ENTRIES PROVIDED:
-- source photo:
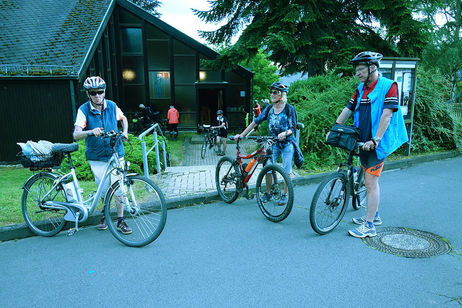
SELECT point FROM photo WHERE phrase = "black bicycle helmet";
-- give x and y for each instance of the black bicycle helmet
(279, 86)
(368, 58)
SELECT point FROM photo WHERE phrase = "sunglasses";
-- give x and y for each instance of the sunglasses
(97, 92)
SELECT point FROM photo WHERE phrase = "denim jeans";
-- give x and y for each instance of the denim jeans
(287, 151)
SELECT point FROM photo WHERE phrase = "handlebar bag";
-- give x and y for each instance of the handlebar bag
(343, 136)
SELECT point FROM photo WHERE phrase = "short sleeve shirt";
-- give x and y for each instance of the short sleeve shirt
(365, 120)
(81, 119)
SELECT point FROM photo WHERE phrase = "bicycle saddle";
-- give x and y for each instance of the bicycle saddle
(64, 147)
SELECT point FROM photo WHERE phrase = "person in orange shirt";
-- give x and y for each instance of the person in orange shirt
(173, 117)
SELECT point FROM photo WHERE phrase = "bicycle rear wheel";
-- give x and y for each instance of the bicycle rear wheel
(144, 210)
(360, 193)
(329, 203)
(227, 178)
(40, 220)
(204, 147)
(271, 199)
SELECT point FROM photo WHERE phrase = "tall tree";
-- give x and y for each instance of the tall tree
(149, 5)
(311, 35)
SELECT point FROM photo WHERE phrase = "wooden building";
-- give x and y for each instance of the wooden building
(47, 51)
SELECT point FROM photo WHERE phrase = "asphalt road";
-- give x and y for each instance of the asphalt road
(220, 255)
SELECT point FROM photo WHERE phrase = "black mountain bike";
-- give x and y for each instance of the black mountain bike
(331, 198)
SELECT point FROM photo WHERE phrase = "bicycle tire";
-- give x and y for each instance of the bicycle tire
(227, 176)
(329, 203)
(360, 192)
(272, 209)
(204, 147)
(42, 221)
(146, 216)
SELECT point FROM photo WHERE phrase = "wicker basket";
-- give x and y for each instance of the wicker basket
(37, 162)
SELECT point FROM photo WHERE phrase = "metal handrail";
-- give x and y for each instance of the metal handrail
(155, 127)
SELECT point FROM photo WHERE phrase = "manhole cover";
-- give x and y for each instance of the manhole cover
(409, 243)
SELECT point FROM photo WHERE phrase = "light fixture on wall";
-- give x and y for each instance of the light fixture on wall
(128, 75)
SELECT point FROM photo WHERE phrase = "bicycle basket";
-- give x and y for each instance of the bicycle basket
(38, 161)
(343, 136)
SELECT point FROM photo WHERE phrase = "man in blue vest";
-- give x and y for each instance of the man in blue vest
(377, 114)
(93, 117)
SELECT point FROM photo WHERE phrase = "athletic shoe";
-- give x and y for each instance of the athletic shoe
(102, 225)
(361, 220)
(122, 227)
(363, 231)
(266, 197)
(283, 200)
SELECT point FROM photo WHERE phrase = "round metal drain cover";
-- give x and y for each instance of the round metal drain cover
(409, 243)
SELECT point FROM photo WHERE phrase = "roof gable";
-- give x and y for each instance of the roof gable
(49, 36)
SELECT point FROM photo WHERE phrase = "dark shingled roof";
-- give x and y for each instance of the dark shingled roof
(49, 37)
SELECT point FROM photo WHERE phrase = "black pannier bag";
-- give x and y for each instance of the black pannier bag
(343, 136)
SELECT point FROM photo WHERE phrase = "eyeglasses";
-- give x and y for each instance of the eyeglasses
(97, 92)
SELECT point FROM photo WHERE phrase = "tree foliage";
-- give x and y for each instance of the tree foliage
(314, 36)
(320, 99)
(149, 5)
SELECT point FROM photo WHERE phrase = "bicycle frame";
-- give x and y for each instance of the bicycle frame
(264, 152)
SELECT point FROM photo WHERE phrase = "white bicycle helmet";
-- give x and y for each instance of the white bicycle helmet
(94, 82)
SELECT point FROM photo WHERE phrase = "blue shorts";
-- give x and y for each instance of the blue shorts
(287, 150)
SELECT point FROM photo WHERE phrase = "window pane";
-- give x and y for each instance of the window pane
(159, 84)
(132, 40)
(132, 70)
(158, 56)
(185, 69)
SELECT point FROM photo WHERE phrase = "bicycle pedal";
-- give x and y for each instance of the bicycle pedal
(250, 196)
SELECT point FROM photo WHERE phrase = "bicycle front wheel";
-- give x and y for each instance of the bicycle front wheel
(329, 203)
(275, 195)
(142, 205)
(227, 178)
(41, 220)
(204, 147)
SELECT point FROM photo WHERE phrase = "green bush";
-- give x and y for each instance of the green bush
(320, 99)
(133, 154)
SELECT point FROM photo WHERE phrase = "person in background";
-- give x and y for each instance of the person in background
(222, 132)
(173, 118)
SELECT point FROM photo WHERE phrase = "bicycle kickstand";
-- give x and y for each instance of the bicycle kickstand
(72, 231)
(249, 196)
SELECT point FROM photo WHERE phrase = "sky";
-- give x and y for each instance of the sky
(178, 14)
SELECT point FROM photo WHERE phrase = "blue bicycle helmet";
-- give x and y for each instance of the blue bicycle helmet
(279, 86)
(368, 58)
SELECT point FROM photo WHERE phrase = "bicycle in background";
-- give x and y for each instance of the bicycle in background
(332, 196)
(232, 177)
(51, 198)
(210, 140)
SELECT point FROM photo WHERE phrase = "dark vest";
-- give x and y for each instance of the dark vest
(97, 148)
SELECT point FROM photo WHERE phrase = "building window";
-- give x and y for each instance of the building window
(159, 84)
(132, 40)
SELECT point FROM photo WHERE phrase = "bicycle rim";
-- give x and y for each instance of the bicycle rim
(226, 178)
(275, 193)
(40, 220)
(144, 211)
(329, 203)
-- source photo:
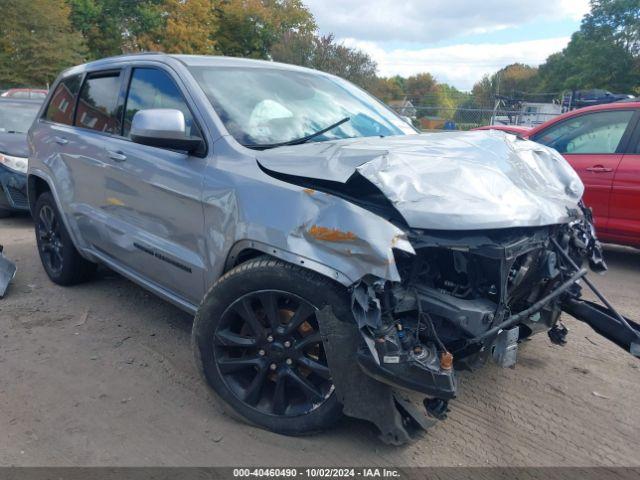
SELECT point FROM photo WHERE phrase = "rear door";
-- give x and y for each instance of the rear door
(624, 216)
(154, 195)
(591, 144)
(97, 119)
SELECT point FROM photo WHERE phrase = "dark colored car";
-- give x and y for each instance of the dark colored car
(16, 116)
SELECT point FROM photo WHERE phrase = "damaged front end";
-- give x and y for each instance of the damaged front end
(466, 297)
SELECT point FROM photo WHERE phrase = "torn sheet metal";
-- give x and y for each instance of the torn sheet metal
(449, 181)
(300, 225)
(397, 418)
(7, 272)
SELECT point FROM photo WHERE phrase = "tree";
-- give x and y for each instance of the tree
(387, 89)
(250, 28)
(112, 27)
(37, 42)
(604, 53)
(188, 26)
(323, 53)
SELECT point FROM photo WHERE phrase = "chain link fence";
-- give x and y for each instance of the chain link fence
(442, 118)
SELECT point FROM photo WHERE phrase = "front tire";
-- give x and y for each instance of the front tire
(257, 343)
(59, 256)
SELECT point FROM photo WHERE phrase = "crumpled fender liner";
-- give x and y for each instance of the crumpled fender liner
(7, 272)
(603, 322)
(363, 397)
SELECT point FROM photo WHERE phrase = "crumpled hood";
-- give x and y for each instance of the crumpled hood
(449, 181)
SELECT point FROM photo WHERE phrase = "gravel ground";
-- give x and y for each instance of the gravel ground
(102, 374)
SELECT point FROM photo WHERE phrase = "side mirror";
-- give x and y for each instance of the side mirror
(163, 128)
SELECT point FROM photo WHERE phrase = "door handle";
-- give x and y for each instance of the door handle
(599, 169)
(117, 156)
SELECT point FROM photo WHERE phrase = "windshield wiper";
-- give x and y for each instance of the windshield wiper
(298, 141)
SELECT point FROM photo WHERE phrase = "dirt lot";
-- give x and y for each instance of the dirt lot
(102, 374)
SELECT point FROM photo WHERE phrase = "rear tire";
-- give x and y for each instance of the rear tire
(257, 344)
(59, 256)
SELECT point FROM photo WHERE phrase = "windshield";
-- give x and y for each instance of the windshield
(17, 117)
(263, 106)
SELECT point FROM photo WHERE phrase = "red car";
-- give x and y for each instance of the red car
(602, 143)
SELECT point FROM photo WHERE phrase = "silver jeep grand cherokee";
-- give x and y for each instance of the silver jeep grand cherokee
(334, 258)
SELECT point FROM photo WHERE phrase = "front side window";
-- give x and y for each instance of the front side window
(98, 102)
(17, 117)
(60, 108)
(598, 132)
(153, 88)
(266, 106)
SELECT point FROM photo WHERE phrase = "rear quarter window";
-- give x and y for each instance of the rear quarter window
(62, 103)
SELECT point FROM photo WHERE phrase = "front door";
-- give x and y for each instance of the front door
(153, 196)
(590, 144)
(624, 221)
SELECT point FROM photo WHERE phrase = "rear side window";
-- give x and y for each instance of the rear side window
(98, 103)
(63, 100)
(153, 88)
(599, 132)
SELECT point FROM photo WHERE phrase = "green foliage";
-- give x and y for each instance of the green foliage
(604, 53)
(37, 42)
(112, 27)
(323, 53)
(250, 28)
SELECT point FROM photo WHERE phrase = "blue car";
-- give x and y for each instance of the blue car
(16, 116)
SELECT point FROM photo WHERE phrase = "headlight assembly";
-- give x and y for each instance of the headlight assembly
(17, 164)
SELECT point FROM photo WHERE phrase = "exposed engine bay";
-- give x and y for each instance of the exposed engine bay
(467, 297)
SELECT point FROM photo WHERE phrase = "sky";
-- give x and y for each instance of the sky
(457, 41)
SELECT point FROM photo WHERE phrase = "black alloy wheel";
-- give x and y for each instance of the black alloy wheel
(270, 355)
(49, 239)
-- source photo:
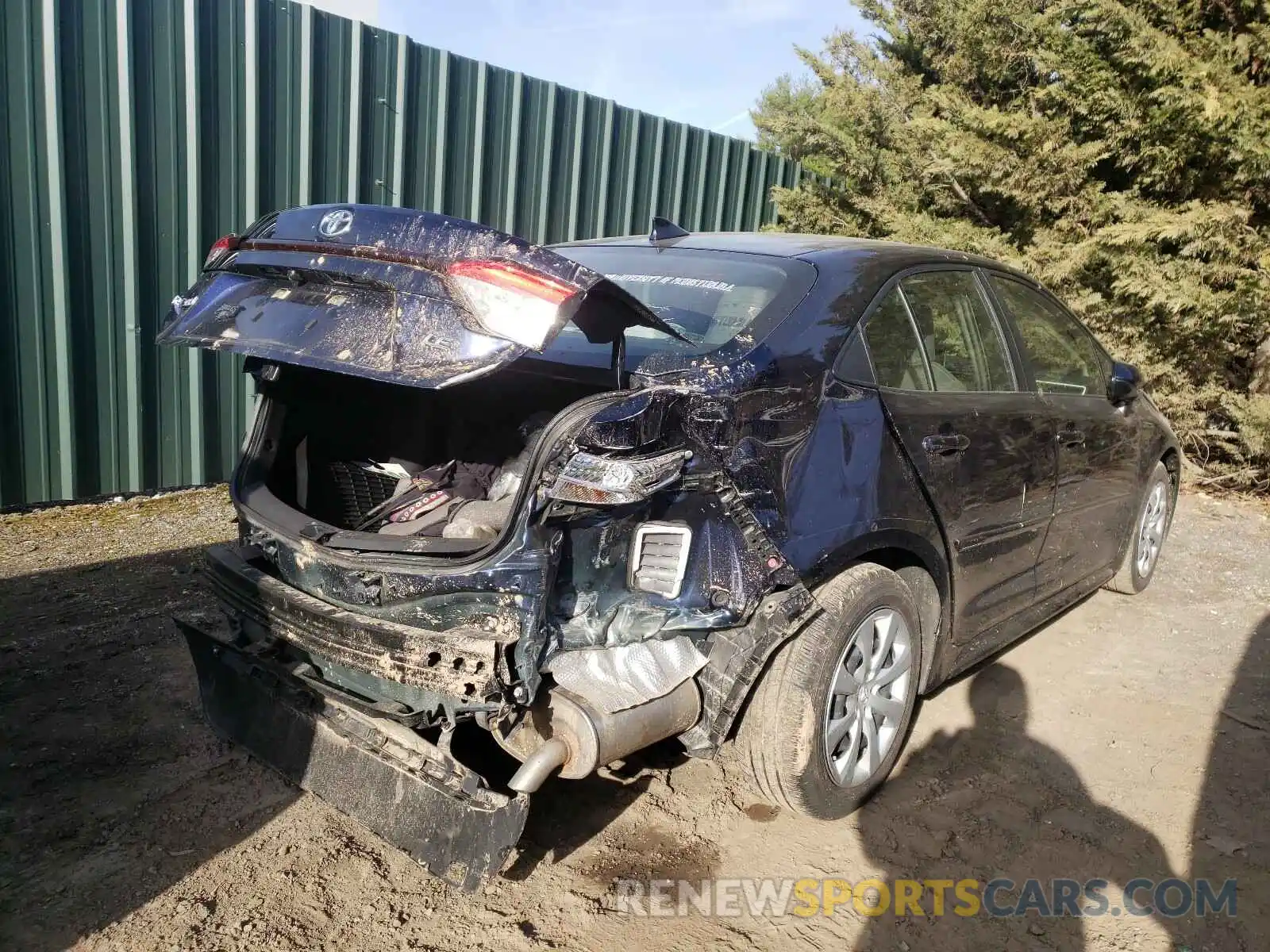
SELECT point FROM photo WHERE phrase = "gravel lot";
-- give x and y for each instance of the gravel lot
(1128, 738)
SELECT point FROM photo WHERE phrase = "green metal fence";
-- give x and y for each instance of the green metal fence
(137, 131)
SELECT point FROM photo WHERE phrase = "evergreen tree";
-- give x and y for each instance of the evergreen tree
(1117, 152)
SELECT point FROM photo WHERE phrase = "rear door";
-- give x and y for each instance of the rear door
(1096, 442)
(983, 447)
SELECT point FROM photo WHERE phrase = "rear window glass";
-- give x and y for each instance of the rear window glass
(713, 298)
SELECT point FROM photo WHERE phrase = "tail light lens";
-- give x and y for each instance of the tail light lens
(512, 302)
(220, 248)
(598, 480)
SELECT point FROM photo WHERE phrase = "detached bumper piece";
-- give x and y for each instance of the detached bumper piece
(402, 787)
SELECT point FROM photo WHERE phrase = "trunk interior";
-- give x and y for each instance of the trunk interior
(391, 460)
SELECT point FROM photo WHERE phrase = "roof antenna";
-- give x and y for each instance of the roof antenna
(664, 230)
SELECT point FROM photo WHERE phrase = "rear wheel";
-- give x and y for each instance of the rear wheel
(1149, 531)
(831, 715)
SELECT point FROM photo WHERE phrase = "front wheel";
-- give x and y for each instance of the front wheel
(1149, 531)
(831, 715)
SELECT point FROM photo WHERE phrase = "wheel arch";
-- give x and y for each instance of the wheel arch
(924, 566)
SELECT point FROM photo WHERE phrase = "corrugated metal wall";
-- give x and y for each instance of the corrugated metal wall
(137, 131)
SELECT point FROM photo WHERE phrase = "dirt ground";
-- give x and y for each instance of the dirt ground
(1128, 738)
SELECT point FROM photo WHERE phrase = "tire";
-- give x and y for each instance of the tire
(783, 736)
(1155, 513)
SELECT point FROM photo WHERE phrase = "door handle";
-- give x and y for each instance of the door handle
(945, 443)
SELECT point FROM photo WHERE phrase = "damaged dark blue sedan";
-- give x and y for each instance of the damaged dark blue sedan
(753, 489)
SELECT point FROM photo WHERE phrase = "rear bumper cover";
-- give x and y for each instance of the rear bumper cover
(402, 787)
(464, 664)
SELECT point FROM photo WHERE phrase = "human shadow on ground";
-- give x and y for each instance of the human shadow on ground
(1231, 829)
(991, 803)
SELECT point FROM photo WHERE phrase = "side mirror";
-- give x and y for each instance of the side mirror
(1124, 384)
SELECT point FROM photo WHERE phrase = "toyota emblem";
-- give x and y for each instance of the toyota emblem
(336, 222)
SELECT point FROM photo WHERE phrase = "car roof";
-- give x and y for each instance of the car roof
(813, 248)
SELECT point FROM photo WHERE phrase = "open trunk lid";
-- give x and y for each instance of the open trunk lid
(394, 295)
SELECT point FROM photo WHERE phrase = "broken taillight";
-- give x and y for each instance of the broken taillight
(601, 480)
(220, 248)
(512, 302)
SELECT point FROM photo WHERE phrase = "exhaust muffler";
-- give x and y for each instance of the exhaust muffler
(563, 730)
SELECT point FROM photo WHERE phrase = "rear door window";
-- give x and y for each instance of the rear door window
(963, 343)
(893, 344)
(1064, 355)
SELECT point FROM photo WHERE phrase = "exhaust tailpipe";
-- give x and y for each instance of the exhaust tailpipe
(563, 730)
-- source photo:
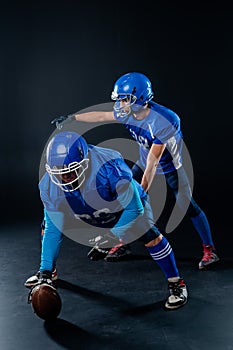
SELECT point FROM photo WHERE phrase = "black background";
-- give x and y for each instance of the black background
(58, 57)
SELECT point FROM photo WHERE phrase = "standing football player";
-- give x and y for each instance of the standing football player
(157, 130)
(93, 186)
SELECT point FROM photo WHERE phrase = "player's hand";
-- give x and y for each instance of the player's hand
(59, 121)
(102, 245)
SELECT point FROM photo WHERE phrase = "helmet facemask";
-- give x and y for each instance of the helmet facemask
(69, 178)
(123, 104)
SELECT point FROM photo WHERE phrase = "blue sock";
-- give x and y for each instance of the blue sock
(202, 226)
(163, 254)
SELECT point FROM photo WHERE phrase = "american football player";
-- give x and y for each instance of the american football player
(157, 130)
(93, 186)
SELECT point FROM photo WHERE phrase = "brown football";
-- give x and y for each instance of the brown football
(46, 302)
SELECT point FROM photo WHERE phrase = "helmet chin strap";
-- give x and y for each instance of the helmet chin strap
(140, 113)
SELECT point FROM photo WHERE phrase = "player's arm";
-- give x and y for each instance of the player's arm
(95, 116)
(153, 159)
(90, 117)
(52, 239)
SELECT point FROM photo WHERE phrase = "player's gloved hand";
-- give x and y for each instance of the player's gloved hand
(59, 121)
(44, 277)
(102, 246)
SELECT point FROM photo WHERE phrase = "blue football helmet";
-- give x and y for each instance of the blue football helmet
(67, 160)
(135, 90)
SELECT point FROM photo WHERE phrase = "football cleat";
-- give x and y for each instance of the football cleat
(178, 294)
(33, 280)
(119, 252)
(209, 257)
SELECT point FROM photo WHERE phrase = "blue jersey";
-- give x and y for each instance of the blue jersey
(161, 126)
(98, 201)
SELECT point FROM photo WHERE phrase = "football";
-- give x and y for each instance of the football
(46, 302)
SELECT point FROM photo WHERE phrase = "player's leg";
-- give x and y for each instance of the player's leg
(179, 179)
(161, 252)
(122, 251)
(32, 280)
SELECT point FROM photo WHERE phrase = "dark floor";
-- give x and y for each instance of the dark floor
(113, 306)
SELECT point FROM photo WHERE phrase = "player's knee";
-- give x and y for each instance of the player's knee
(154, 241)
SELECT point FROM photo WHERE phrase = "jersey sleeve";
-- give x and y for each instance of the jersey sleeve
(52, 239)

INSTRUCTIONS TO FOLLOW: Count the lines in the items above that contain the word "open". Reply with the number alone.

SOLUTION BELOW: 2